Ziel der Übung: Gib den Abschnitt aus dem Text über Kinderpastoral wortgetreu wieder, beginnend bei "Das ist generell" und endend bei "so der 65-Jährige.".

Bereitgestellter Text:

- - - -

Experte: Kinderpastoral braucht Kommunikation auf Augenhöhe
Otto Kromer, geboren 1955, Erwachsenenbildner, Pädagoge und Supervisor, ist so etwas wie der Nestor der Katholischen Jungschar. Mehr als 30 Jahre lang war der davor als Jugendleiter tätige Wiener in der größten Kinderorganisation Österreichs für Kinderpastoral zuständig. Er war auch einer der ersten, der sich in der Jungschar mit Genderfragen und Missbrauchsprävention beschäftigte. Kürzlich ging Kromer in Pension, im Kathpress-Gespräch gab er Einblick in seinen Erfahrungs- und Erkenntnisschatz und äußerte die Überzeugung: Kirchliche Arbeit mit Kindern kann auch in Zeiten schwindender Kirchenbindung erfolgreich sein, wenn man dieser Zielgruppe weder mit Katechismus-Weisheiten noch anbiedernd, sondern authentisch und "auf Augenhöhe" begegnet.
Das ist generell Otto Kromers langjährige Erfahrung, wie er erklärte: Ob Kinder - und ihre Eltern - ansprechbar für kirchliche Angebote sind, hängt sehr von deren Qualität und Kontinuität ab; am meisten aber vom kirchlichen Personal. Dieses sei "das Um und Auf", das Alter der Person sei dabei egal. Wichtiger wäre es, "bunte Vögel" zu gewinnen und ihnen Verantwortung und "Schlüsselgewalt" zuzugestehen, so der 65-Jährige.
Die von ihm qualifizierten Kinderpastoral-Verantwortlichen ließ Kromer schon mal in Kirchenräumen niederknien - nicht wegen der Frömmigkeit, sondern um nachvollziehbar zu machen, wie sich Acht- oder Zehnjährige in Gotteshäusern fühlen. "Auf Augenhöhe" ganz wörtlich also. Wichtig sei ihm auch immer der Sesselkreis gewesen, bei dem die Kinder das zuvor Erlebte reflektieren konnten und sich dabei ernst genommen wussten. Bei religiösen Inhalten komme es viel mehr darauf an, Fragen zu wecken, als vorgefertigte Antworten anzubringen, ist Kromer überzeugt.

- - - -

(Einträge aus einem Datensatz)

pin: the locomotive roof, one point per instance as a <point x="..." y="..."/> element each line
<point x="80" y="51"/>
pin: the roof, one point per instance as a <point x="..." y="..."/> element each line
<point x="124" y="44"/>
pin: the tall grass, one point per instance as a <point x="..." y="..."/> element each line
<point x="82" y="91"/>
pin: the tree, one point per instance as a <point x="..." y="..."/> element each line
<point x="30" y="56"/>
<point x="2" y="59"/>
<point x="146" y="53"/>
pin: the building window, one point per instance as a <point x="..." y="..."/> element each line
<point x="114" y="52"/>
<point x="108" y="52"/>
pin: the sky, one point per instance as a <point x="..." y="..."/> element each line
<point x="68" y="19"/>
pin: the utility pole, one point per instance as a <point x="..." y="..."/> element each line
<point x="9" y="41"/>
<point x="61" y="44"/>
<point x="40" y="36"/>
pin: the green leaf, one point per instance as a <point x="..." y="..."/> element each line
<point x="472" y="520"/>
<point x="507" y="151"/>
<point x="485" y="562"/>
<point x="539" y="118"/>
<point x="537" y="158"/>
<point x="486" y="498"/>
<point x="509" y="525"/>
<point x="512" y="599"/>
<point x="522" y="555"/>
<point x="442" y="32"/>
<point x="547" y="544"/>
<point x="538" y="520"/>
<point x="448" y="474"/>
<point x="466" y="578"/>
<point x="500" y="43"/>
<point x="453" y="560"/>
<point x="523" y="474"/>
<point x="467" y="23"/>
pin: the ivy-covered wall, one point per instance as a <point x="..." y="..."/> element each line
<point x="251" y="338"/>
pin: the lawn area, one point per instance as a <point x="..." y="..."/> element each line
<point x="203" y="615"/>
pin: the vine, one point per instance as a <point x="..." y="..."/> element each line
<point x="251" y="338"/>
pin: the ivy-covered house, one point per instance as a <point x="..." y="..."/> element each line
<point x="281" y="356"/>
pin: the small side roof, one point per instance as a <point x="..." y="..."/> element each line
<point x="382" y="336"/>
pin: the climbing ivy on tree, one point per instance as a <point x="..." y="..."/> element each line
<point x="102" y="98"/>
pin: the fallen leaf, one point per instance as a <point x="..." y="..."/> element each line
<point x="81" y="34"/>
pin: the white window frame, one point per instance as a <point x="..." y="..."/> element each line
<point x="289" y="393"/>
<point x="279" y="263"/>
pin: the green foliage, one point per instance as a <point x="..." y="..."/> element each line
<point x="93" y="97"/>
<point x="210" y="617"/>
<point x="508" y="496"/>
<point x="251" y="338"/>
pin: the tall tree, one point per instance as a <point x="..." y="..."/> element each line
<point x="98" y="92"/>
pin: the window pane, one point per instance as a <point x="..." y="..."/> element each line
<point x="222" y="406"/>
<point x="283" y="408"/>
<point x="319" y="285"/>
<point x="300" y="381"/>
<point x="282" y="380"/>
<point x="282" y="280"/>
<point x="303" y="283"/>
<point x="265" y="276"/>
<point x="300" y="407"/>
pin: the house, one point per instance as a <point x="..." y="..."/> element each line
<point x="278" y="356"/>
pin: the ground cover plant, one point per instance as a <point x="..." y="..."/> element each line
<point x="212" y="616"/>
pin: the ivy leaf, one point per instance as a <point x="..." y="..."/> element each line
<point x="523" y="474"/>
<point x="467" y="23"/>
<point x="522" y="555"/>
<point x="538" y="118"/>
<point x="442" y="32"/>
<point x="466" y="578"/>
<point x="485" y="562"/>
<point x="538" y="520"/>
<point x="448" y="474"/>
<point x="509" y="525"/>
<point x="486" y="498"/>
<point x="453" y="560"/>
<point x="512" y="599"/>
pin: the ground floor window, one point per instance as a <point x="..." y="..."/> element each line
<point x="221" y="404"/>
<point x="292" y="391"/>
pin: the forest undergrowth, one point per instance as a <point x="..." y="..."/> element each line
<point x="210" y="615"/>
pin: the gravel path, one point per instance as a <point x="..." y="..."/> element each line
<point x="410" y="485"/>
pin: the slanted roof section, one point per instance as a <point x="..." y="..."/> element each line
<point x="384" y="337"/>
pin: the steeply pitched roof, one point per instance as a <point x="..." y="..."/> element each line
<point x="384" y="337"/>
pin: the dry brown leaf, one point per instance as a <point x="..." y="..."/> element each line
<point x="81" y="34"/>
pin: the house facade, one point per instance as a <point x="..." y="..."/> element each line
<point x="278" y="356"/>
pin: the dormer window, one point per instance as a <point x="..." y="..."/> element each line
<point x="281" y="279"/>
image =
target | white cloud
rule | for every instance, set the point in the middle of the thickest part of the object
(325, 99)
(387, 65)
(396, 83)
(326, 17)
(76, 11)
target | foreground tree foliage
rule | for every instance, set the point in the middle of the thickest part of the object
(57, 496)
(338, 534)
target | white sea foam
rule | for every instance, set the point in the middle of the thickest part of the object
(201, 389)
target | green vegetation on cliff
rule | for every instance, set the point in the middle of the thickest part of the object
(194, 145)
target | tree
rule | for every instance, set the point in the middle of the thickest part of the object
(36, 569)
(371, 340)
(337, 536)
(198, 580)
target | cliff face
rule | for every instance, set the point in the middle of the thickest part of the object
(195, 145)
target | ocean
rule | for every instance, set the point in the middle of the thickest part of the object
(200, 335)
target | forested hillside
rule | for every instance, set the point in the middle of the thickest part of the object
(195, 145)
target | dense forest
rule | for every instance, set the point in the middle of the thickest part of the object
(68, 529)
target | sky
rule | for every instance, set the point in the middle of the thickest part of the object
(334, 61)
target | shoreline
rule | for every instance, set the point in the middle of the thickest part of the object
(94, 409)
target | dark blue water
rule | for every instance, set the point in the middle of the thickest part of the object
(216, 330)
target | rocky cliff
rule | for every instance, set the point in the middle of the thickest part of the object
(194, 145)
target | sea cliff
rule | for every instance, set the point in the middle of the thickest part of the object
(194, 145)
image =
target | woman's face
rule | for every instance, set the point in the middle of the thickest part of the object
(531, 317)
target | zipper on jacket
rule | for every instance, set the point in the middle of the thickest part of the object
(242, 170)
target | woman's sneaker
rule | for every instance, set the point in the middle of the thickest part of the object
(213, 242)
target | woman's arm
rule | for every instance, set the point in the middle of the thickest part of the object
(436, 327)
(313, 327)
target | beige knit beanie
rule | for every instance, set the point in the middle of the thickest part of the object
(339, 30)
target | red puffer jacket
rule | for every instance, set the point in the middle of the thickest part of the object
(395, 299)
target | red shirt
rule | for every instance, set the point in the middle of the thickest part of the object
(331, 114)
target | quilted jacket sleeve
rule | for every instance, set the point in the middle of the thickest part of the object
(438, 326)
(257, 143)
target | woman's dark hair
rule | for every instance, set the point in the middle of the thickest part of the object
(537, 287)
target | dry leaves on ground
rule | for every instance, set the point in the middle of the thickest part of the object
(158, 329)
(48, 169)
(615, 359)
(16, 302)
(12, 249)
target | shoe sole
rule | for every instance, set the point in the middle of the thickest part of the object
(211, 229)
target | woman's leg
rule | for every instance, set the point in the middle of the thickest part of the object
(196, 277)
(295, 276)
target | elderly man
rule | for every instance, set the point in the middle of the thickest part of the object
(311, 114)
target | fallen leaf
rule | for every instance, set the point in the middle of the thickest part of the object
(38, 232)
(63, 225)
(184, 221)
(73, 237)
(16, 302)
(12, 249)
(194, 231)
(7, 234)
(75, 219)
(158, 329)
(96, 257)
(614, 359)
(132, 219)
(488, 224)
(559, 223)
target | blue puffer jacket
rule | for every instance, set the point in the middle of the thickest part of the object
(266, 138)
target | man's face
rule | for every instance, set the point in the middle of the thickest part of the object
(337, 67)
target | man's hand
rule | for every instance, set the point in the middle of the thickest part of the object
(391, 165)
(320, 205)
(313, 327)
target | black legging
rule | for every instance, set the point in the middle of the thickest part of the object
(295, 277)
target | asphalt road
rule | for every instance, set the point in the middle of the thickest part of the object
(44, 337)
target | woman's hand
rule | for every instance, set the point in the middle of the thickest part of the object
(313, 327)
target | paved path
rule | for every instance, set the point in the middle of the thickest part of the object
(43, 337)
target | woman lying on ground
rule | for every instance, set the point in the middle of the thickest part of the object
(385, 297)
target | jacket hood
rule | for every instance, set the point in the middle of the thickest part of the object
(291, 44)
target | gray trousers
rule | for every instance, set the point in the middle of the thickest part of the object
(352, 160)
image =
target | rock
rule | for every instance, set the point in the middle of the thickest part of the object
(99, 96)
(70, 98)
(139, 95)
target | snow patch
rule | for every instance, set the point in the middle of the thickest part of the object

- - - -

Antwort:
Das ist generell Otto Kromers langjährige Erfahrung, wie er erklärte: Ob Kinder - und ihre Eltern - ansprechbar für kirchliche Angebote sind, hängt sehr von deren Qualität und Kontinuität ab; am meisten aber vom kirchlichen Personal. Dieses sei "das Um und Auf", das Alter der Person sei dabei egal. Wichtiger wäre es, "bunte Vögel" zu gewinnen und ihnen Verantwortung und "Schlüsselgewalt" zuzugestehen, so der 65-Jährige.